PAGE:
=======

Similarity Scores, Part 1

Kobe Bryant is the next Jordan. Dwight Howard is the next Alonzo Mourning. Mardy Collins is the next Jason Kidd. Comparing two players allow us to communicate lots of information with a few words. If someone says that LeBron James is like Oscar Robertson, you would imagine LeBron being strong, versatile, agile, great, etc. Or perhaps that’s how you might picture the Big O, depending on how old you are.

Comparing two players is also useful when you’re evaluating players. Find a historical player similar to a youngster, and you have a good idea of how he might develop. However identifying similar players can be difficult and subjective. Is LeBron the next Jordan, Magic, or Robertson? In order to take some of the guesswork out of the equation, I’ve created a similarity score using statistics. Since per-game and accumulated stats are dependent on playing time and don’t adequately reflect a player’s skill level, I’ve decided to go with standardized (z-scores) per minute stats. Originally I used just about every stat the NBA officially keeps track of, but the results didn’t pass the smell test. It didn’t make sense for personal fouls to be worth the same as points. Therefore I decided to use weighted stats, and broke them into three categories.

=======

PROVIDED DATA:
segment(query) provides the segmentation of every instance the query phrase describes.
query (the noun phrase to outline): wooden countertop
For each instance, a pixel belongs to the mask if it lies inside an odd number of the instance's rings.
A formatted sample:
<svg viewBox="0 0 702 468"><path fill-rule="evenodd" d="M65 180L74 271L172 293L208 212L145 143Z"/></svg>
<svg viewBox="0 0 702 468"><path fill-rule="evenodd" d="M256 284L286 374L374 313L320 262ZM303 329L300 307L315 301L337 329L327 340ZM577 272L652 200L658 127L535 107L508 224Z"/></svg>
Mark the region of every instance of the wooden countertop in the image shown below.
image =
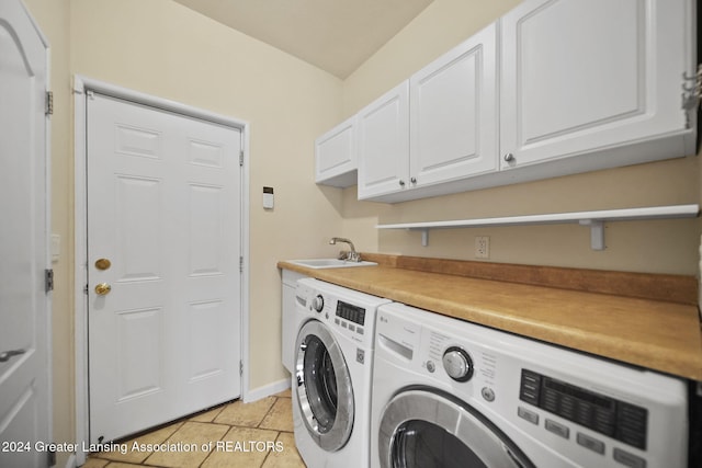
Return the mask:
<svg viewBox="0 0 702 468"><path fill-rule="evenodd" d="M278 266L449 317L702 380L695 305L387 264L315 270L279 262Z"/></svg>

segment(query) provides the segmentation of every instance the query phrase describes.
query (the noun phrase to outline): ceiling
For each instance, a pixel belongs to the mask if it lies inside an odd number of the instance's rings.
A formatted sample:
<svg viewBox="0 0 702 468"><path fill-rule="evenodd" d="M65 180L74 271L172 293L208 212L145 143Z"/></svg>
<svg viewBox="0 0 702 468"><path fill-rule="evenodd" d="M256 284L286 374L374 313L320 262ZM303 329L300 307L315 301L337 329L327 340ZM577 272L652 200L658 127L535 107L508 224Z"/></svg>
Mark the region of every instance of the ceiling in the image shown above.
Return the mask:
<svg viewBox="0 0 702 468"><path fill-rule="evenodd" d="M341 79L433 0L174 0Z"/></svg>

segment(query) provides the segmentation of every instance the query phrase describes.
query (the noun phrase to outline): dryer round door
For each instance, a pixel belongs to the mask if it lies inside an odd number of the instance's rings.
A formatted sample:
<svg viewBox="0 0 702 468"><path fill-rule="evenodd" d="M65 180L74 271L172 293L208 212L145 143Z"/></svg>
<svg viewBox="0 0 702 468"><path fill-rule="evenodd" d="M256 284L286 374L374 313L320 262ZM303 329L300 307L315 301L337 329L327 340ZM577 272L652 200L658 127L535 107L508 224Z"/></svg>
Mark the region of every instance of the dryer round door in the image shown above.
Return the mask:
<svg viewBox="0 0 702 468"><path fill-rule="evenodd" d="M437 389L396 395L378 434L385 468L534 468L517 445L467 403Z"/></svg>
<svg viewBox="0 0 702 468"><path fill-rule="evenodd" d="M307 432L319 447L336 452L351 436L353 388L343 352L329 329L305 323L295 343L297 400Z"/></svg>

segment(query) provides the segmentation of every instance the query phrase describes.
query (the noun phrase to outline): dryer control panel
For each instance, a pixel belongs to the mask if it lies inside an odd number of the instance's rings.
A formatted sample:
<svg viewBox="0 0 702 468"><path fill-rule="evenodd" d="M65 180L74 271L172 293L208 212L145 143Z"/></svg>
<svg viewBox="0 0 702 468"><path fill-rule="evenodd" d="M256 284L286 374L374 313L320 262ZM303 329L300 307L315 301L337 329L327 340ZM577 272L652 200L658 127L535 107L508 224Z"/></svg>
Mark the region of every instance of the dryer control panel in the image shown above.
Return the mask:
<svg viewBox="0 0 702 468"><path fill-rule="evenodd" d="M519 399L642 450L648 410L522 369Z"/></svg>

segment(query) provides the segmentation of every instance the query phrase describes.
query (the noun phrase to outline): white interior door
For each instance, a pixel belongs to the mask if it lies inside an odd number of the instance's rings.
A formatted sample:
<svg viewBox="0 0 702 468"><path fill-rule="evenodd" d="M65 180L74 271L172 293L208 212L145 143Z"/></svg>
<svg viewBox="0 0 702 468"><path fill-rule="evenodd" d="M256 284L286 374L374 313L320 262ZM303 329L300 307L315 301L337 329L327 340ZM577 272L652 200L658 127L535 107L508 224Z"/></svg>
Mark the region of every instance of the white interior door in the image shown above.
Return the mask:
<svg viewBox="0 0 702 468"><path fill-rule="evenodd" d="M95 443L240 396L241 132L87 103Z"/></svg>
<svg viewBox="0 0 702 468"><path fill-rule="evenodd" d="M45 467L49 442L47 49L0 1L0 466Z"/></svg>

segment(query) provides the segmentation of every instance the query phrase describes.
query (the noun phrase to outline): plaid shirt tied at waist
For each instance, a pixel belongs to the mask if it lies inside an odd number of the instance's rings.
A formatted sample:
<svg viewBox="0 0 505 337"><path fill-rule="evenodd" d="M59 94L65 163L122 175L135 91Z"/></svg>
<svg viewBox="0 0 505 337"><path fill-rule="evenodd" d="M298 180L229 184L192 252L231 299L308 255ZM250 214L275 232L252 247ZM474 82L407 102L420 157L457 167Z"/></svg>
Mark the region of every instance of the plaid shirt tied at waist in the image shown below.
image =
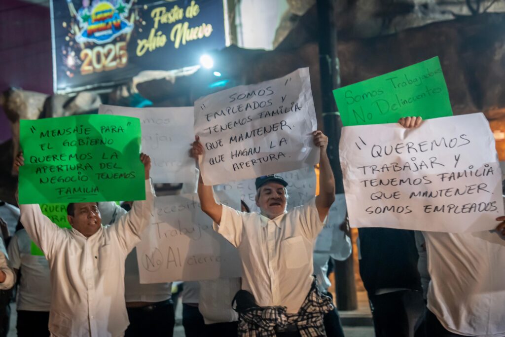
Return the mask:
<svg viewBox="0 0 505 337"><path fill-rule="evenodd" d="M238 312L238 335L240 337L275 337L276 330L282 331L290 325L295 325L302 337L326 337L323 315L333 309L332 300L321 295L312 285L305 301L296 314L288 314L285 307L259 307L256 303L244 308L239 304L240 294L252 294L245 291L237 293L233 302L237 303Z"/></svg>

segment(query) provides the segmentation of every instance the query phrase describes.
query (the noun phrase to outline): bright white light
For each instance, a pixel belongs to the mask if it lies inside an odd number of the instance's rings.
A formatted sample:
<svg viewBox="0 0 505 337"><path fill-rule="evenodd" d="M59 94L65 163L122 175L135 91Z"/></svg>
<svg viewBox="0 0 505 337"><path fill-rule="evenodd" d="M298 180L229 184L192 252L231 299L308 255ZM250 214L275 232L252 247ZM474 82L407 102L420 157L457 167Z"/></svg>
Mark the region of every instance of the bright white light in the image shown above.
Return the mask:
<svg viewBox="0 0 505 337"><path fill-rule="evenodd" d="M214 66L214 60L212 59L212 58L210 55L205 54L205 55L202 55L200 58L200 64L204 68L210 69Z"/></svg>

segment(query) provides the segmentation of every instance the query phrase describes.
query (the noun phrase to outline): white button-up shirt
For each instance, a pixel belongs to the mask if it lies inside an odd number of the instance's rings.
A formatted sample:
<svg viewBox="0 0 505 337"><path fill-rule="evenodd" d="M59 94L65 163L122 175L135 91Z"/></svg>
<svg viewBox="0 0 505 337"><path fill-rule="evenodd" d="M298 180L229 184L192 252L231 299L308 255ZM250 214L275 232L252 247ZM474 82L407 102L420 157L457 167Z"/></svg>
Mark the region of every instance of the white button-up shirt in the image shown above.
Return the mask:
<svg viewBox="0 0 505 337"><path fill-rule="evenodd" d="M31 240L24 229L16 232L9 245L12 267L23 275L18 288L16 308L28 311L49 311L51 281L49 263L43 256L32 255Z"/></svg>
<svg viewBox="0 0 505 337"><path fill-rule="evenodd" d="M242 288L258 305L283 306L292 314L311 290L314 241L324 225L314 198L272 219L223 205L214 229L238 249Z"/></svg>
<svg viewBox="0 0 505 337"><path fill-rule="evenodd" d="M454 333L505 336L505 239L488 231L423 234L430 311Z"/></svg>
<svg viewBox="0 0 505 337"><path fill-rule="evenodd" d="M153 214L154 192L145 181L145 201L86 238L60 228L38 205L20 206L21 222L49 261L53 294L49 330L57 337L118 337L128 325L125 260L140 241Z"/></svg>

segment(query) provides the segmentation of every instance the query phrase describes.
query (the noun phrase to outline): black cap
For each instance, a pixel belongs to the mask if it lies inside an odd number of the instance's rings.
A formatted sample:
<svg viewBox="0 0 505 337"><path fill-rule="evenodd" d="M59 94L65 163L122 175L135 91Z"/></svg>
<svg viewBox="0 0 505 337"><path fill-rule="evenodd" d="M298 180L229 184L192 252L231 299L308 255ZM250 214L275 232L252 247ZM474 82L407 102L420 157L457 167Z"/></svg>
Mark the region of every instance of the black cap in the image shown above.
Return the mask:
<svg viewBox="0 0 505 337"><path fill-rule="evenodd" d="M262 175L256 178L256 181L255 183L256 185L256 189L258 189L267 182L270 182L271 181L278 182L284 187L287 186L287 183L286 182L286 180L282 179L281 177L275 174L269 174L268 175Z"/></svg>

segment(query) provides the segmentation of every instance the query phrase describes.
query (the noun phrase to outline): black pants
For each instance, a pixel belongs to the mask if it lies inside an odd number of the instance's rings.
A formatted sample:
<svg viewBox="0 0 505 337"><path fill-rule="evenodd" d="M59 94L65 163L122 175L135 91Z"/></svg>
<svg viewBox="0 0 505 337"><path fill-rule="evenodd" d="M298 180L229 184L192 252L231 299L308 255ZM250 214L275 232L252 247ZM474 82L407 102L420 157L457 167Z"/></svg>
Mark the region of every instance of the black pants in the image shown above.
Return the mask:
<svg viewBox="0 0 505 337"><path fill-rule="evenodd" d="M171 300L141 308L127 308L130 325L125 337L172 337L174 305Z"/></svg>
<svg viewBox="0 0 505 337"><path fill-rule="evenodd" d="M49 336L48 311L18 310L16 328L18 337Z"/></svg>
<svg viewBox="0 0 505 337"><path fill-rule="evenodd" d="M206 324L208 337L237 337L238 321Z"/></svg>
<svg viewBox="0 0 505 337"><path fill-rule="evenodd" d="M429 310L426 310L426 335L429 337L459 337L462 336L451 332L443 327L437 316Z"/></svg>
<svg viewBox="0 0 505 337"><path fill-rule="evenodd" d="M186 337L206 337L208 336L204 316L197 306L182 304L182 325Z"/></svg>
<svg viewBox="0 0 505 337"><path fill-rule="evenodd" d="M326 293L323 295L331 298L332 300L333 299L333 296L331 293ZM337 311L336 307L331 311L325 314L323 318L324 329L326 331L327 336L344 337L344 330L342 328L340 316L339 316L338 311Z"/></svg>
<svg viewBox="0 0 505 337"><path fill-rule="evenodd" d="M425 308L421 292L403 290L369 298L376 337L417 337Z"/></svg>

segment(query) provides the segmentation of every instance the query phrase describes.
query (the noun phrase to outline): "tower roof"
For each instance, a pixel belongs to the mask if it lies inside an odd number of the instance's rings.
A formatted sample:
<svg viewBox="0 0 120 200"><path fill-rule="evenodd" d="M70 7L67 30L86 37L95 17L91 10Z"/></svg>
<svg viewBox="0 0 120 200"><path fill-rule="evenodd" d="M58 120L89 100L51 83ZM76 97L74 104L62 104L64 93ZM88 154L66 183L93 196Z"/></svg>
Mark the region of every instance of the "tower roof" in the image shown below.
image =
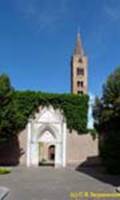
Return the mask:
<svg viewBox="0 0 120 200"><path fill-rule="evenodd" d="M77 34L77 41L76 41L76 46L74 49L74 55L84 56L84 51L83 51L81 39L80 39L80 33Z"/></svg>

=======

SET OF TASKS:
[A] Answer these questions about the similarity scores article, one per line:
(i) Which player is called the next Alonzo Mourning?
(ii) What kind of statistics did the writer decide to use for the similarity score?
(iii) Into how many categories were the weighted stats broken?
[B] In the part of the similarity scores article that opens with the words "Similarity Scores, Part" and closes with "old you are.", rename "Mardy Collins" to "Rajon Rondo", and write that part out again.
[C] Summarize the similarity scores article in two sentences.

WORKED SOLUTIONS:
[A]
(i) Dwight Howard
(ii) Standardized (z-score) per-minute stats
(iii) Three

[B]
Similarity Scores, Part 1

Kobe Bryant is the next Jordan. Dwight Howard is the next Alonzo Mourning. Rajon Rondo is the next Jason Kidd. Comparing two players allow us to communicate lots of information with a few words. If someone says that LeBron James is like Oscar Robertson, you would imagine LeBron being strong, versatile, agile, great, etc. Or perhaps that’s how you might picture the Big O, depending on how old you are.

[C] Comparing two players conveys a lot of information in a few words and can suggest how a young player might develop, but identifying similar players can be difficult and subjective. To take out some of the guesswork, the writer created a similarity score from standardized per-minute stats, weighted and broken into three categories because treating personal fouls the same as points did not make sense.